Tarea pedida 1: En el relato sobre los abuelos, ¿a qué edad murió el abuelo?
Tarea pedida 2: Sigue escribiendo el relato sobre los abuelos a partir de su última oración.

Texto dado:
%%

Mario
Szichman
Mi abuelo falleció a los 97 años, tras haber
procreado con mi abuela tres varones y seis mujeres. La noche de su velatorio,
mi abuela, entonces de 92 años, recordó la vida en común. No fue un recuerdo amable.
Mi abuela era una mujer de hierro. Quedó ciega en su sexta década de vida. Sin
embargo, siguió cocinando, atendiendo su enorme casa, y mantuvo la lucidez
hasta su jornada final.
Mis abuelos habían pasado muchas penurias juntos.
Primero en Polonia, luego en la Argentina. Cuando mi tía mayor estaba de novia,
invitó a su prometido a la casa. El prometido escuchó el llanto de un bebé.
Quien lloraba era mi tío menor, Mendele. Por esa época todavía usaba pañales.
El prometido se mostró incómodo al conocer a su futura suegra, todavía en edad
de amar y de concebir.
Pese a todas las dificultades, pues no es
fácil criar a nueve hijos, mis abuelos disfrutaron de su matrimonio. El secreto
de la felicidad consistía en que mi abuelo estaba locamente enamorado de mi
abuela, y en todo la obedecía. Mi abuela, por su parte, acataba la adolescente
pasión de mi abuelo por ella. Uno de los chistes que circulaba en mi vasta
familia era que mi abuela debía ser emplazada en un altar, para que mi abuelo
no la alcanzara.

%%

Material entregado:

%%

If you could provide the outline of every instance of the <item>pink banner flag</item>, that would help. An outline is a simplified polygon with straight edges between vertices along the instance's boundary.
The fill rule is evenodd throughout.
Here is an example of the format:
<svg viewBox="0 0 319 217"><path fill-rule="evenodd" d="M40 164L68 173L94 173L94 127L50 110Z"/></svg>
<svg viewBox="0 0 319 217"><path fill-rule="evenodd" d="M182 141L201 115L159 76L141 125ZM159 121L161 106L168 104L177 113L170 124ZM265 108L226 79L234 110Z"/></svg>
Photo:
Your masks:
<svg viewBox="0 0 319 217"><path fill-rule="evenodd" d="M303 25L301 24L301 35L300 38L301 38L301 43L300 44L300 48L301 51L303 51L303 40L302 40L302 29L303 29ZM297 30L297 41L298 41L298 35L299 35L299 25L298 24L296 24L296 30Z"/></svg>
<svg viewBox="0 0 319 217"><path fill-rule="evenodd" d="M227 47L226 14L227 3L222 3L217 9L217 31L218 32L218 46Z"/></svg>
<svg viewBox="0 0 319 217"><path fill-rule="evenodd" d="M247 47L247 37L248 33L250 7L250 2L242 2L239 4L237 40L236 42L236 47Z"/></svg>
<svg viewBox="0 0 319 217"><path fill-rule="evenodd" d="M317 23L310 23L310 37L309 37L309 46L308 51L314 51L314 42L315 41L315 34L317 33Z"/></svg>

%%

Resultado 1: A los 97 años.

Resultado 2:
Las peripecias que afrontaron en su vida
requieren al menos una saga. Yo escribí La
Trilogía del Mar Dulce, contando apenas parte de sus tribulaciones y
triunfos.
Por ejemplo, durante la Primera Guerra, toda
la familia debió huir de su vivienda en un carromato. En esa época, vivían en
alguna zona rusa fronteriza con Polonia. Era pleno invierno. Los relampagueos
en el cielo no anticipaban una tormenta. Solo detallaban el fuego de la
artillería pesada.
Tras varias leguas de huida, mi abuela decidió
contar a sus vástagos y descubrió que faltaba uno. Hubo que desandar los pasos,
y retornar a la vivienda, para rescatar a Mendele, en ese momento el menor de
los hijos, quien dormía plácidamente en un rincón, cerca de la estufa de leña. Se
salvaron de milagro.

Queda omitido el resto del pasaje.